Will the Kindle Fire Cause Amazon Flameout?

The good news for Amazon.com (Nasdaq: AMZN  ) is that it is increasing its revenues at an astonishing rate, 51% in the second quarter over a year ago and an expected increase of 43% for the full year.

The bad news is that Amazon is becoming less profitable. The company's profit margins are the lowest they've been since 2006, and they are expected to drop even further next year.

And it goes from bad to worse. This margin shrinkage will only be exacerbated by the Nov. 15 release of the Kindle Fire, Amazon's hoped-for iPad killer. The problem: It costs Amazon about $210 to produce each Kindle Fire, which it will then sell for $199. In contrast, it costs Apple (Nasdaq: AAPL  ) about $333 to produce its least-pricey iPad 2, which it sells for $499.

Do the math
You don't have to be a CPA to see this doesn't make for a profitable bottom line. The Kindle Fire loss leader may even cause operating margins to become less than zero at some point next year, according to one analyst at Macquarie Capital.

But Amazon CEO Jeff Bezos doesn't see his company as a hardware maker going head to head with Apple, or the other tablet manufacturers such as Samsung, Sony (NYSE: SNE  ) , Research In Motion (Nasdaq: RIMM  ) , Motorola Mobility (NYSE: MMI  ) , or even Hewlett-Packard (NYSE: HPQ  ) . Ironically, though, it could be the Kindle Fire that is the first tablet to seriously challenge the iPad in terms of sales. Analysts see two to five million Kindle Fire units sold during the fourth quarter. Apple sold 3.3 million iPads in its first quarter of sales.
# # # # #
TO-DO LIST:
1. For each statement, say yes or no depending on whether the Kindle Fire article agrees with it, and quote the words that settle it: (a) Amazon's revenue rose 51% in the second quarter compared with a year earlier. (b) Amazon sells each Kindle Fire for more than it costs to make. (c) Apple sold five million iPads in its first quarter of sales.
2. Rewrite the paragraph of the Kindle Fire article that begins "And it goes from bad to worse" as a short list that keeps its main facts.
You won't need the material that comes after the article.

Pointing dataset excerpts:
# # # # #
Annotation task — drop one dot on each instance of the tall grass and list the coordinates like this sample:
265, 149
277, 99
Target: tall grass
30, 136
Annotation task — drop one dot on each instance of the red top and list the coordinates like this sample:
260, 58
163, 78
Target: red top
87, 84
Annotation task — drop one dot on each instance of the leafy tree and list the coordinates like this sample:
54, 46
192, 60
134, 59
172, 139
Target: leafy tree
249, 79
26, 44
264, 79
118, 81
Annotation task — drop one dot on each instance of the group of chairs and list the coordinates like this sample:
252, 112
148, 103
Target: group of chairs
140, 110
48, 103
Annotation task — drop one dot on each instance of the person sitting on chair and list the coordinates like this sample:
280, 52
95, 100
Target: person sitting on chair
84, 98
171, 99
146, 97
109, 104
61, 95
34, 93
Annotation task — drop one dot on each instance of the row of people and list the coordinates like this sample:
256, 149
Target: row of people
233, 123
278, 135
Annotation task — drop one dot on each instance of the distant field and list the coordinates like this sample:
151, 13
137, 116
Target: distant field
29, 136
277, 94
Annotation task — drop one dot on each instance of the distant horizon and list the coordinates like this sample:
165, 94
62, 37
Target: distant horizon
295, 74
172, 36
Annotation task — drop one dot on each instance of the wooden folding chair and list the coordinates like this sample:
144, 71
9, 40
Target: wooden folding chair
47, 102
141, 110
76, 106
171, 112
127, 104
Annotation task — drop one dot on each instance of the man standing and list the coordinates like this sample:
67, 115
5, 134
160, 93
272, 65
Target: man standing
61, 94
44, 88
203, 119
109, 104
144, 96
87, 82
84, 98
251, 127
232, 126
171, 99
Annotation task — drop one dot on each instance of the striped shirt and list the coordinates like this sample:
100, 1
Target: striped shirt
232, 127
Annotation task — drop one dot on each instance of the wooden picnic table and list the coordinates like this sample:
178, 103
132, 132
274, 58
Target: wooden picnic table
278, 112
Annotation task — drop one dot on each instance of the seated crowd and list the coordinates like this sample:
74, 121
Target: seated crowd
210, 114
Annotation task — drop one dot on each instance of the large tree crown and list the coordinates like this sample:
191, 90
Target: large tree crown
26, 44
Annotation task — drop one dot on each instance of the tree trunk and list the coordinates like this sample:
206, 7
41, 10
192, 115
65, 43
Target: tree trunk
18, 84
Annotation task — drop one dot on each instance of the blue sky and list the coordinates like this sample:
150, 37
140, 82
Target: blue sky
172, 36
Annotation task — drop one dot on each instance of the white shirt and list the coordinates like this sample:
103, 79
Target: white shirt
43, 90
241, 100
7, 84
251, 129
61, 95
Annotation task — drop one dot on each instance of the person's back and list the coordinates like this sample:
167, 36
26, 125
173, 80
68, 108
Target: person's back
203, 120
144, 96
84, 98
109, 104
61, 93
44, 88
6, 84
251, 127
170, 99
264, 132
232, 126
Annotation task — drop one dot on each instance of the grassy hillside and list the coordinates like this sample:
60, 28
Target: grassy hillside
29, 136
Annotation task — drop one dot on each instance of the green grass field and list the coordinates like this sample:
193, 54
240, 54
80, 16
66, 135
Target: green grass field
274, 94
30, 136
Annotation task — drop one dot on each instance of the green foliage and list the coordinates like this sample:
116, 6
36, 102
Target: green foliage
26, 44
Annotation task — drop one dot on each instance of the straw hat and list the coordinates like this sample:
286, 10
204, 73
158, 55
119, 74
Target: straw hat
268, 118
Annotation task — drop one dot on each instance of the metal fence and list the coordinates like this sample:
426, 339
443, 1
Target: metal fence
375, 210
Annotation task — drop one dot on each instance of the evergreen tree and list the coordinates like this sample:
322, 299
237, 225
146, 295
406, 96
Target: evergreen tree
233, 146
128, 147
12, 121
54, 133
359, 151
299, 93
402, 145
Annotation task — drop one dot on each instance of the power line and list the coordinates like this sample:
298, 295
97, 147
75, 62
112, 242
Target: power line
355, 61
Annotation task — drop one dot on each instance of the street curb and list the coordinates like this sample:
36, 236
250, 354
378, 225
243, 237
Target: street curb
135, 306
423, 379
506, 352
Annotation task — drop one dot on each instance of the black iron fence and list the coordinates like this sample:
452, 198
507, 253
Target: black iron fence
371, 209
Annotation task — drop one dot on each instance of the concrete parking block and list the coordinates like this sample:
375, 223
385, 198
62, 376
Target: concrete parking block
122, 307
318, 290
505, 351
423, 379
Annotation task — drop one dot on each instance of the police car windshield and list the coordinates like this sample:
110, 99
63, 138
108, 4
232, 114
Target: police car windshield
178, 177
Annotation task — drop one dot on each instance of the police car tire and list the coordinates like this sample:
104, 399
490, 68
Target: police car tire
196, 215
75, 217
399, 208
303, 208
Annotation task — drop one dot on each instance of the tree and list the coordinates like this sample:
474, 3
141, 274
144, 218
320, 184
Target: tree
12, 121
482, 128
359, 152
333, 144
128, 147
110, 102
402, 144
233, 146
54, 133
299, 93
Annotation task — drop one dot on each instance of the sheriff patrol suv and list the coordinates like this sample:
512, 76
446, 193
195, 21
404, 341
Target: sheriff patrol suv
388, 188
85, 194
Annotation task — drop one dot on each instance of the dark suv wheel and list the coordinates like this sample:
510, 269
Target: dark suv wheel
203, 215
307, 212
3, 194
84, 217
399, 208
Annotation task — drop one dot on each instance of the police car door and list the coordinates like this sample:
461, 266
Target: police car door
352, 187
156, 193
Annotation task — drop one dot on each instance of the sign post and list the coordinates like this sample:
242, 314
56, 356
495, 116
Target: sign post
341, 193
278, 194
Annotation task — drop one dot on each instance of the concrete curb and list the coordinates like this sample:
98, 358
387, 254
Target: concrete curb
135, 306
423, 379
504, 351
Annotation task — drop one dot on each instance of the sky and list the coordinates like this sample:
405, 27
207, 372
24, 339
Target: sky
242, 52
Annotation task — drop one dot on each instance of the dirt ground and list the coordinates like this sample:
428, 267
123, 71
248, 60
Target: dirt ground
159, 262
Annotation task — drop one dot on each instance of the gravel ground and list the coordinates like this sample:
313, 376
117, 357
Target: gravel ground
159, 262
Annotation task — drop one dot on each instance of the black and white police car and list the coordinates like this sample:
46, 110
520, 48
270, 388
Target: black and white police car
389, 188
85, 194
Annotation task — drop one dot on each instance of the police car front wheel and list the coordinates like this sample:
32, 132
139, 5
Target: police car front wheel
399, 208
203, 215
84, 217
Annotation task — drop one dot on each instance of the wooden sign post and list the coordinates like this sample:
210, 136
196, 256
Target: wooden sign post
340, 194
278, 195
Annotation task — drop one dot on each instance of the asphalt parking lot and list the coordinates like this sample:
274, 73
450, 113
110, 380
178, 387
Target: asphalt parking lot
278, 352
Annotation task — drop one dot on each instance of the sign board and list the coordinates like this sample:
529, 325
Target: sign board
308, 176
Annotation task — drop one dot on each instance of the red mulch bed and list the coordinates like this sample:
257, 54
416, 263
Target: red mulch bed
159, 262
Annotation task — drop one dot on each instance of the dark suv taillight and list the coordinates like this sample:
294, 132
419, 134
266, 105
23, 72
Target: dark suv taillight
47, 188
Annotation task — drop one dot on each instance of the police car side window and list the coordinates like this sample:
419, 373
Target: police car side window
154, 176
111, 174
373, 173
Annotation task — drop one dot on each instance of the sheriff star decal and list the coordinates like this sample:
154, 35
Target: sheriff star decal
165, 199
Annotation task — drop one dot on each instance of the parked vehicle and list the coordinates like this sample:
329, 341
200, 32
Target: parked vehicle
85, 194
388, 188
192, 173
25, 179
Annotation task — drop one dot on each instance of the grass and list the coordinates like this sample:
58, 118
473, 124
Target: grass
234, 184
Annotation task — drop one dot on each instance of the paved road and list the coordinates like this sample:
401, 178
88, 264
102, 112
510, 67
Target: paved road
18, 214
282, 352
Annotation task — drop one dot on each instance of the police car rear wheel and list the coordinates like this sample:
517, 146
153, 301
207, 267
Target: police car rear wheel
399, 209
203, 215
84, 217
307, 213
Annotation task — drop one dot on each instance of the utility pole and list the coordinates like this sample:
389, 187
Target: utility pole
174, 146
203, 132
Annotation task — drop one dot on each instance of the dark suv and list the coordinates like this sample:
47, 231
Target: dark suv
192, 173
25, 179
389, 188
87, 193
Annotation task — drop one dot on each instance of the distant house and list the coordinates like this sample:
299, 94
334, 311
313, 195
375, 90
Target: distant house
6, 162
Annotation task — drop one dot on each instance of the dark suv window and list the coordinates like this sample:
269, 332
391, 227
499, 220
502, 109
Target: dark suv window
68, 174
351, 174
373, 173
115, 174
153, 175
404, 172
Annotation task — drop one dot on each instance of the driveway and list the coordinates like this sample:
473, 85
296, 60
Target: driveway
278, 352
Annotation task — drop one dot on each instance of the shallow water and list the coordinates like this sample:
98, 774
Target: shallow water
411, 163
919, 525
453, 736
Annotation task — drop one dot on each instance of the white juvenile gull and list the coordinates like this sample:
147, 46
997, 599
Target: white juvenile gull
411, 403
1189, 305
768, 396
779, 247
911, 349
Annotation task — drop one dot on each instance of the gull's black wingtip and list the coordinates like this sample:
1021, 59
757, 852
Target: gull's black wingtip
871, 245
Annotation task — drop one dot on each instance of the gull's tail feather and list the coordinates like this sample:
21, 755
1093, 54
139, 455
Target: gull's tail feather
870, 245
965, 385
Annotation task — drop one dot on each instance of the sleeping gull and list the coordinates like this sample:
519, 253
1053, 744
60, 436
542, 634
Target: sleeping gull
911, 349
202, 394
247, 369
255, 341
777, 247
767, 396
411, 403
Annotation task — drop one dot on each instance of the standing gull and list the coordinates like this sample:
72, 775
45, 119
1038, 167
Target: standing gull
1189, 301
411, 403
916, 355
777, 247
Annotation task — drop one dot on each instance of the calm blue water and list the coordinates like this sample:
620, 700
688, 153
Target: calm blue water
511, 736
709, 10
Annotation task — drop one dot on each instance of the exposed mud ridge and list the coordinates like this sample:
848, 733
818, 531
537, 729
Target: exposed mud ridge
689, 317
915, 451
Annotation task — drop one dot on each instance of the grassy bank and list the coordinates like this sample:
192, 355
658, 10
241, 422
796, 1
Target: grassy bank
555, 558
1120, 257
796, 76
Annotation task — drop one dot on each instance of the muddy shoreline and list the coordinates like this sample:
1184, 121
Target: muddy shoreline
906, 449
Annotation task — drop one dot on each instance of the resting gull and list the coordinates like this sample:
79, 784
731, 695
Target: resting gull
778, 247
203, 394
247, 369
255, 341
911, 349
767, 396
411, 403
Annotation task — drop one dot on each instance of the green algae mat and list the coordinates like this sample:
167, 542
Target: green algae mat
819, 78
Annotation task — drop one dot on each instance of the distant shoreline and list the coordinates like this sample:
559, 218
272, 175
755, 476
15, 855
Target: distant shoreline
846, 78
# # # # #
ANSWERS FOR THE TASKS:
1.
(a) Yes: "51% in the second quarter over a year ago"
(b) No: "It costs Amazon about $210 to produce each Kindle Fire, which it will then sell for $199."
(c) No: "Apple sold 3.3 million iPads in its first quarter of sales."

2.
- The Kindle Fire, released Nov. 15 as Amazon's hoped-for iPad killer, will shrink Amazon's margins even more.
- Each Kindle Fire costs Amazon about $210 to make and sells for $199.
- Apple's cheapest iPad 2 costs about $333 to make and sells for $499.